> _WHAT YOU HAVE TO DO_
Every line below should be copied exactly; drop the pictures.

Object point labels
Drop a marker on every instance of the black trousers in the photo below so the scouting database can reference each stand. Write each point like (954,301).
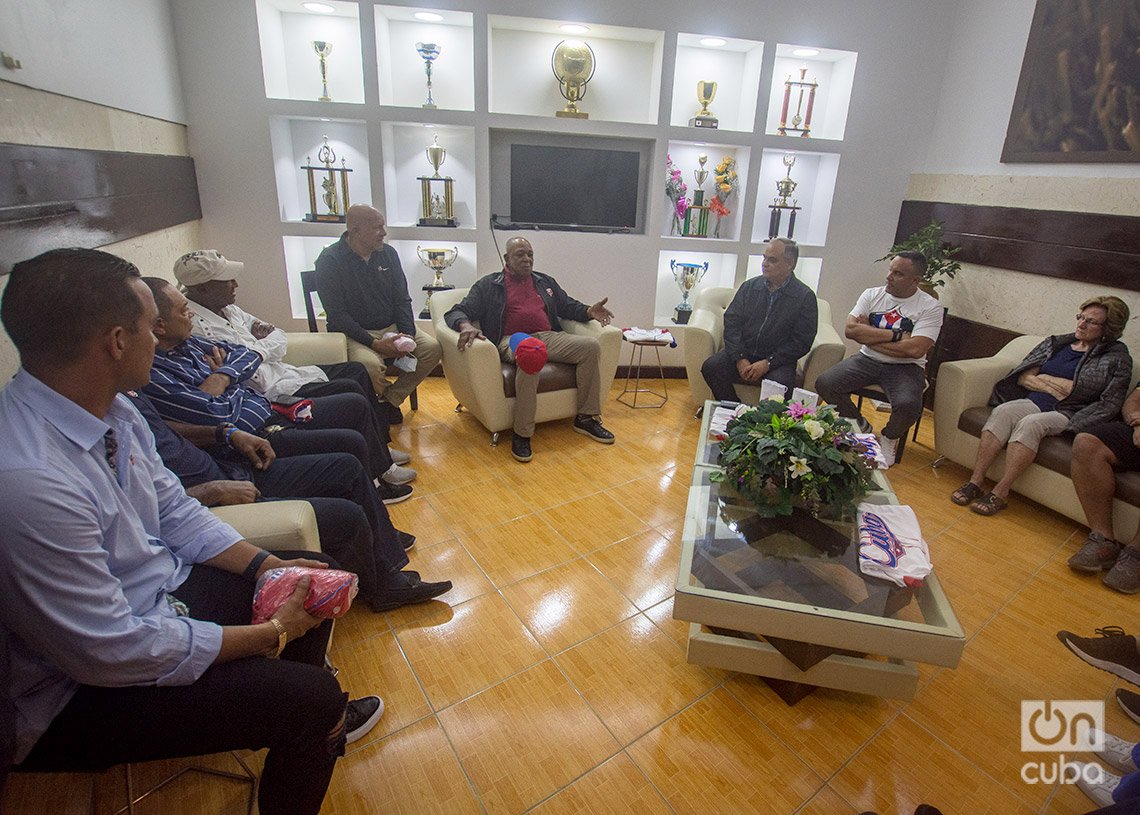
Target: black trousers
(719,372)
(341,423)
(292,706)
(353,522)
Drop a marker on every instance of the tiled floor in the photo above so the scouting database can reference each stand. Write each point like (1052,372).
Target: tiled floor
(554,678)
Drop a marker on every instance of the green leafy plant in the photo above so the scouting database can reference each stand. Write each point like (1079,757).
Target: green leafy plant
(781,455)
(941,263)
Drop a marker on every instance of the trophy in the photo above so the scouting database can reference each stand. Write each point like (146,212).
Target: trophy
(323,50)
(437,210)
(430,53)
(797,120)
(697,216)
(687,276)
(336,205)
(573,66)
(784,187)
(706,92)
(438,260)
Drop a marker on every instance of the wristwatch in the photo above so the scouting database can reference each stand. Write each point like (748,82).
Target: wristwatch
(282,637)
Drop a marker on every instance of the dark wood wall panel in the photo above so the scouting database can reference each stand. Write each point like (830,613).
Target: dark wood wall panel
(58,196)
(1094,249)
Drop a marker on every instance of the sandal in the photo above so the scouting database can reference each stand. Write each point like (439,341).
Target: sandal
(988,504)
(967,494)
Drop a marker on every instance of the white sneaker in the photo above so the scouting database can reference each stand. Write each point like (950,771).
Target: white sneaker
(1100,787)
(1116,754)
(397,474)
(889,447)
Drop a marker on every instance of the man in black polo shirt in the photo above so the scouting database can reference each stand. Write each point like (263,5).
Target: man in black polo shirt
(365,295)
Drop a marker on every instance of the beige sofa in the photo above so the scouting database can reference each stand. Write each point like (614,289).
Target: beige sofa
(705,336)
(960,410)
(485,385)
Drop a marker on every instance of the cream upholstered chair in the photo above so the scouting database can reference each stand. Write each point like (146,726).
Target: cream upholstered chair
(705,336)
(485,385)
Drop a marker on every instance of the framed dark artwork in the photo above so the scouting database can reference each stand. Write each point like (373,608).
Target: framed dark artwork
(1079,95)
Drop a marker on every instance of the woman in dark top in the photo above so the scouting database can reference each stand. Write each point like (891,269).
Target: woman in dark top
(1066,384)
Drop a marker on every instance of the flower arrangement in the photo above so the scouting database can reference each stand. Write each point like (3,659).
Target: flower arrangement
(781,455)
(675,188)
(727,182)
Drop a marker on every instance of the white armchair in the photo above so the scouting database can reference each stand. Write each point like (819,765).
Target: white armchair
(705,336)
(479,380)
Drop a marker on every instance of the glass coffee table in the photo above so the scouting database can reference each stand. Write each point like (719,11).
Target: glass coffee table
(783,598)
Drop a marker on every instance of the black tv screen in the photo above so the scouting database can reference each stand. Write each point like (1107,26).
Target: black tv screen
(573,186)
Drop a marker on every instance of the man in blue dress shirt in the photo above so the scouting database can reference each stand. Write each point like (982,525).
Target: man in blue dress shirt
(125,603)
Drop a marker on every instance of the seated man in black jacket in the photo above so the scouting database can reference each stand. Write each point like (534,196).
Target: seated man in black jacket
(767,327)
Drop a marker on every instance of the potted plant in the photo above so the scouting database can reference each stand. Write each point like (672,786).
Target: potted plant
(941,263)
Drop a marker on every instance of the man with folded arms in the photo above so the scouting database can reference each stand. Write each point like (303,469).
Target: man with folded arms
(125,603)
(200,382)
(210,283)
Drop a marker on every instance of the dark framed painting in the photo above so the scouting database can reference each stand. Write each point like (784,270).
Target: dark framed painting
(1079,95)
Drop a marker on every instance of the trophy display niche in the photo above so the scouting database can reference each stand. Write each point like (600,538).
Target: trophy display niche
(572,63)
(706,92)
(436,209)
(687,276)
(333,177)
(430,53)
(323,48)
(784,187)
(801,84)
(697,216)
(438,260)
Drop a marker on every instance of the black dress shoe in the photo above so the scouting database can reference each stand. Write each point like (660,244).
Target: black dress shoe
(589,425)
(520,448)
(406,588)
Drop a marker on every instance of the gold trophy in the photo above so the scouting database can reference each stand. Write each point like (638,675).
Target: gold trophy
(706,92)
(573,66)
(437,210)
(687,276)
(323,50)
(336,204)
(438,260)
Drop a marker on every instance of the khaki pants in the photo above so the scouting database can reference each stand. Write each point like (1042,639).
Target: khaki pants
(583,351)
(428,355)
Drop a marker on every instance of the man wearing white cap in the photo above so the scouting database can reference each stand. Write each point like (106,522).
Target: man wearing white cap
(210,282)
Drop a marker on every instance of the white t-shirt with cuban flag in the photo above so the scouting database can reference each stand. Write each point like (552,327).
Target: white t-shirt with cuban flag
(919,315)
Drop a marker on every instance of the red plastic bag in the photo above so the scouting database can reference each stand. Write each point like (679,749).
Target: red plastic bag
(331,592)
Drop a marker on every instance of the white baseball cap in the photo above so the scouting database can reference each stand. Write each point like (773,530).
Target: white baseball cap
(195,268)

> _SOLVED EXERCISE_
Drop a marker on every instance of the black trousers in the photo below so the scouting database can reference each stand. Write each point like (954,301).
Target: black trousers
(719,372)
(341,423)
(292,706)
(353,522)
Drop a marker on every instance of the tiled floor in the photo above so the scouting database can reference each stand. Write each point like (1052,372).
Target: tiled floor
(554,678)
Drop a marker on every instance of the green leafy plant in the photo above so the scouting database can reference each stand. Write each point like (1079,757).
Target: green leafy plant
(781,455)
(941,263)
Drop a marker on every instance of the trophy in the photo above so the scouting database can reference each stand. Write each point like (146,212).
Target: trophy
(323,50)
(437,210)
(430,53)
(797,120)
(697,216)
(687,276)
(336,205)
(573,66)
(784,187)
(706,92)
(438,260)
Drop a marker on every instance of the wristwatch in the photo above so the scouting database can reference each stand. Write each point like (748,82).
Target: wristwatch
(282,637)
Drop a marker on every instance of the dark wood wall panel in the photo above so the scouting database can reference each stand. Write each point like (830,613).
Target: dark wood wall panel
(58,196)
(1094,249)
Drop a marker on every instance of the sandal in the photo above so the scouting database can reference each stand. Write each point like (439,341).
Target: sandal
(988,504)
(967,494)
Drop a marker on every instance of the white sneaker in the photo above so the scouting database can reference each stand. Write each point like (950,771).
Target: white sneaker
(1100,787)
(1116,754)
(397,474)
(889,447)
Drop a marker on every instance of the man in black polo shirt in the photo above so the scouting database can reference each stand. Write each point like (263,5).
Target: man in black polo shirt
(365,295)
Drop a marker on every instance of the beige sofa in the photo above so the scouting database can reference each stand. Write each point like (614,289).
Target: beige sofa
(705,336)
(960,410)
(485,385)
Drop a marker on every instance of the cream upholstered chair in the photo above so the scouting database can reference each stand. Write each point like (146,726).
Target: cream upholstered chair
(705,336)
(485,385)
Drop a marker on every instance of the framed dark artwork in the photo above so the scouting database can reference each stand. Write each point like (373,608).
Target: framed dark artwork
(1079,95)
Drop a marker on every instance of the woman in dark top in the photo above so the scouting database can reference each stand. Write each point like (891,269).
Target: woman in dark top
(1066,384)
Drop a marker on every instance of the flower arrangement in the photo above so the scouting database can reference each stand. Write each point like (3,659).
Target: flower arrangement
(781,455)
(675,188)
(727,182)
Drop a marker on every instance of the white armchair in the photo above so the scouting database can reference each stand. Write each point like (819,765).
Target: white armchair
(705,336)
(479,380)
Drop a marker on every instance of the glass coffee table in the photo above so the scouting database can reference each stand. Write each point like (719,11).
Target: glass coffee table
(783,598)
Drop a marker on every instance of the black tv screen in the photo above so the scouting database can reference each stand. Write each point like (1107,26).
Target: black tv screen
(573,186)
Drop a marker on every instance of the man in blue dress shirt in the photo above so the scouting database can reference each stand. Write each point like (982,525).
Target: man in blue dress shirt
(125,603)
Drop a marker on every instance of the seated man in black jacket in the photo above so the scouting database can reference each stand. Write each point like (534,196).
Target: seated man in black jacket
(767,327)
Drop a marker on every instance of the potted plant in the photo above so the scouting database can reference each stand. Write each point like (672,786).
Target: potted plant
(941,263)
Drop a marker on every instance of the man with folded arms in the photo above so the scouting database can reference each stand. Write each point like (303,469).
Target: man with folded arms
(125,603)
(200,382)
(210,283)
Drop a marker on every instance of the dark framed painting in the photo above so the scouting database can reference each stand. Write each point like (784,270).
Target: dark framed painting
(1079,95)
Drop a marker on every instance of the trophy display niche in the photo above so the scouting database can reference each stand. Write each point like (600,538).
Target: trophy display niche
(572,63)
(706,92)
(436,209)
(687,276)
(333,177)
(430,53)
(323,48)
(784,187)
(801,84)
(697,216)
(438,260)
Drop a marker on every instance of the black dress shoe in the photo above so the scouting database can reference each stand. Write each point like (660,244).
Target: black dress shoe
(589,425)
(520,448)
(406,588)
Drop a marker on every instance of the gold trophy in the photo above so the scouting database can reference each stand. Write each point like (638,675).
Target: gold trophy
(706,92)
(573,66)
(437,210)
(687,276)
(323,50)
(336,204)
(438,260)
Drop a marker on every instance of the khaki pants in the photo above so the scouting database can reference each stand. Write each point like (1042,639).
Target: khaki pants
(583,351)
(428,355)
Drop a marker on every instance of the man wearing white cap in the photo above so the scouting database can reference each stand. Write each point like (106,522).
Target: man wearing white cap
(210,282)
Drop a marker on every instance of the white t-shirt with cuban flag in the photo above so the scouting database can reference each stand. Write each point like (552,327).
Target: white t-shirt with cuban flag
(919,315)
Drop a marker on every instance of the red plastic bag in the photo above so the scouting database can reference each stand. Write each point like (679,749).
Target: red plastic bag
(331,592)
Drop a marker on every instance of the white baseball cap in the photo above so the scouting database can reference each stand. Write each point like (773,530).
Target: white baseball cap
(195,268)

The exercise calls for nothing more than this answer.